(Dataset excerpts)
****

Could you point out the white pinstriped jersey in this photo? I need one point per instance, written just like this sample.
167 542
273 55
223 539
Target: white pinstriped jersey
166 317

****

TASK DIRECTIONS: Return all the data exactly as given.

FINISHED EXERCISE:
Could you point out the white pinstriped jersey in this photo? I need one point per instance, written just like this sample.
167 542
273 55
223 539
Target: white pinstriped jersey
166 317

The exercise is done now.